• [WHAT TO WORK ON]:
Could you tally the lines of the entries that carry the string "each"? Reply with the number and nothing more.

• [INFORMATION PROVIDED]:
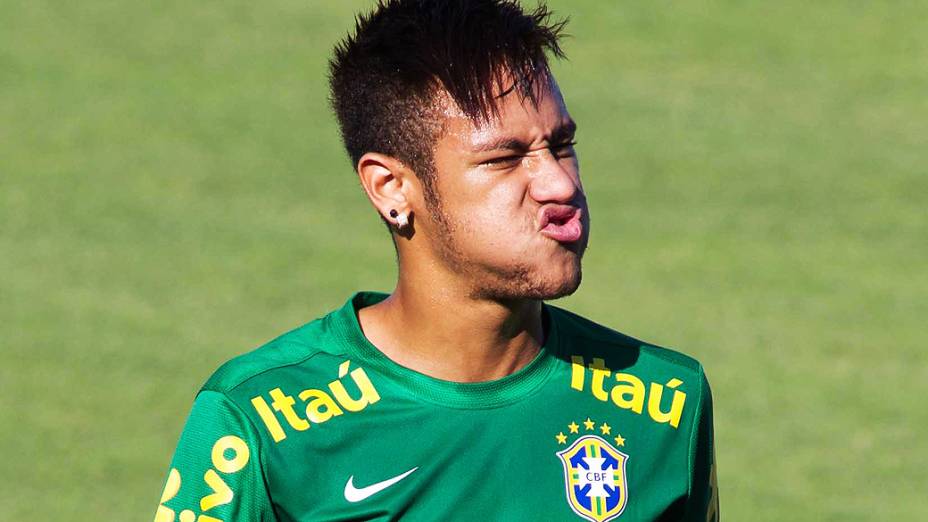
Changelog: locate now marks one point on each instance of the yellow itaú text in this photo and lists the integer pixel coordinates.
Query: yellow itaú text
(320, 406)
(628, 392)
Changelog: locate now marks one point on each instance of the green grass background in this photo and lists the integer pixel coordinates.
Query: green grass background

• [TASK RESULT]:
2